■ What to work on ■
Answer these questions from the tribute to Trevor below.
(a) Where and in what year did Trevor make his first Nothobranchius collecting trip?
(b) How many male specimens were found at the original discovery site in the Caprivi Strip?
(c) Of which organization was Trevor a long-time active member?

■ Provided passage ■
>>>

It was with profound sadness and sense of loss that I learned of the recent passing of my good friend Trevor.

I first got to know Trevor, initially by correspondence, during 1994 and it very quickly became apparent that we shared a fascination and passion for Nothobranchius fishes – not just from the hobbyist aspect of maintaining them in aquaria, but we also both had a keen interest in investigating them in the field in Africa in order to learn more about how and where these wonderfully-adapted little fishes lived in their natural habitats.

To that end, Trevor’s first Nothobranchius “collecting trip” was to Zambia in 1994 when he and another friend discovered a new population of the beautiful species Nothobranchius kafuensis. It was this discovery that started our correspondence and friendship. I knew at that point that, like myself, he had already been bitten by the “Notho collecting bug” and that there would be further field trips in his future.

Unsurprisingly, therefore, we began planning such a trip for 1995, specifically to the Caprivi Strip of Namibia in an attempt to find the Nothobranchius inhabiting that area. That fish had originally been found in 1973 but had not been collected since that time and relatively little was known about it. Trevor organized the venture in his typically efficient way and, come April 1995, with the third member of our group, we set off from Johannesburg to drive to the Caprivi. We eventually managed to locate the original discovery site where, at the time, there was a lot of mud but very little water. Frustratingly, we found only three male specimens of the Nothobranchius at that site.

Ever resourceful, Trevor then set about collecting some of the substrate mud, into which the fishes would earlier have deposited eggs; this would be taken home in the hopes that after storage for a few months, he could hatch out fry. One of my enduring memories is of Trevor knee-deep in sticky black mud, heavily laced with cow dung, himself smeared and spattered from head to toe with this muck, struggling to extract himself from it while carrying two heavy mud-filled bags. I remember thinking at the time: “Now there is a true Nothobranchius enthusiast!”. The sequel to this amusing episode is that about half an hour later we learned from a local inhabitant/spectator about another site just across the road, filled with water but hidden from our view, where we then found in abundance the fish we had been searching for!

Following the successful Caprivi venture, Trevor organized two further trips, one to Zambia in 1997 and another to Mozambique in 1999. I was fortunate to be able to participate in the former trip, which resulted in important discoveries of new populations of Nothobranchius. The 1999 trip to Mozambique that Trevor organized was of a truly pioneering nature in that it was the first post-civil war trip to the southern part of that country for the purposes of Nothobranchius field work. Travel conditions in that country at the time were still very difficult and hazardous but, again, significant discoveries of Nothobranchius fishes were made leading to advances in our knowledge regarding the range of distribution of certain species and their regional variation.

The importance of these field trips for which Trevor was the principal instigator and organizer cannot be overstated – in many respects they were ground-breaking efforts that pointed the way for later research. It is my view that Trevor’s significant contributions to these early ventures have never been fully appreciated.

Trevor was a caring, generous, responsible and unassuming person and these qualities were reflected in the way he lived and interacted with others. His agreeable personality and knowledge about the fishes that he was so intensely interested in, made him the ideal fish collecting companion and I feel privileged to have been able to share some of those experiences with him.

Trevor’s interests in, and contributions to, the killifish hobby in general go back a long time and certainly precede my acquaintance with him. He was also a long-time active member of the British Killifish Association and was involved in the management of that prestigious organization. I can also attest from personal experience that he was extremely generous in distributing off-spring or eggs from the fishes that he collected during his field trips, thereby giving pleasure to so many other hobbyists.

His passion for these fishes notwithstanding, I know from conversations I have had with Trevor, often while sitting at a campfire after a hard day of travelling and wading through muddy pools, that he was a devoted family man and nothing, not even Nothobranchius fishes, was more important to him than that.

<<<

■ Data entries ■
>>>

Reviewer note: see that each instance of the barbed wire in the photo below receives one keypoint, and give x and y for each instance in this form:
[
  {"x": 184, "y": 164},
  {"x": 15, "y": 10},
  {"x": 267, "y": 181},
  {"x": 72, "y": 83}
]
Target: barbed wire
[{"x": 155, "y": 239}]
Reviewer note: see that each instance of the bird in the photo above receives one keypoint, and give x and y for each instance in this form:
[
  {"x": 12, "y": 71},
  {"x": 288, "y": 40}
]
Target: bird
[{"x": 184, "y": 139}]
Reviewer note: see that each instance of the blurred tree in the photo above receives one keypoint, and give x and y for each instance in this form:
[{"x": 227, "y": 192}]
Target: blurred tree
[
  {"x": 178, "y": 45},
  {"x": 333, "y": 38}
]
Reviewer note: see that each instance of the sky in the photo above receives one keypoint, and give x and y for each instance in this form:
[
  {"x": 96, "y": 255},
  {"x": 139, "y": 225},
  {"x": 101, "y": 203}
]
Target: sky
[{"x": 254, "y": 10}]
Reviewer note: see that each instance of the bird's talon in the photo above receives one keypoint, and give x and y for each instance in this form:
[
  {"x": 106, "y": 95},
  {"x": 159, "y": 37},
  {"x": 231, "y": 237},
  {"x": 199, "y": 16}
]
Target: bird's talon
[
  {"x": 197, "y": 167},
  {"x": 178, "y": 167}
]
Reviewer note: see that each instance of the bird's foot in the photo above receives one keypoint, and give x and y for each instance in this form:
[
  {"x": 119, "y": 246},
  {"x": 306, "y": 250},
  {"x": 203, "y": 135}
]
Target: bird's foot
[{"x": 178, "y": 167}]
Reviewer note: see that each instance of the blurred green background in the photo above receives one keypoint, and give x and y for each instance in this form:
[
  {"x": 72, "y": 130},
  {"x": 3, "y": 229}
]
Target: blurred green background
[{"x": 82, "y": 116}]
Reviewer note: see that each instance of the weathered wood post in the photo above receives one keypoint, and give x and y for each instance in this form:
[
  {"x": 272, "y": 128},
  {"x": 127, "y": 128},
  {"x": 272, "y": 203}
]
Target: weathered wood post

<<<

■ Task result ■
(a) Zambia, in 1994.
(b) Three.
(c) The British Killifish Association.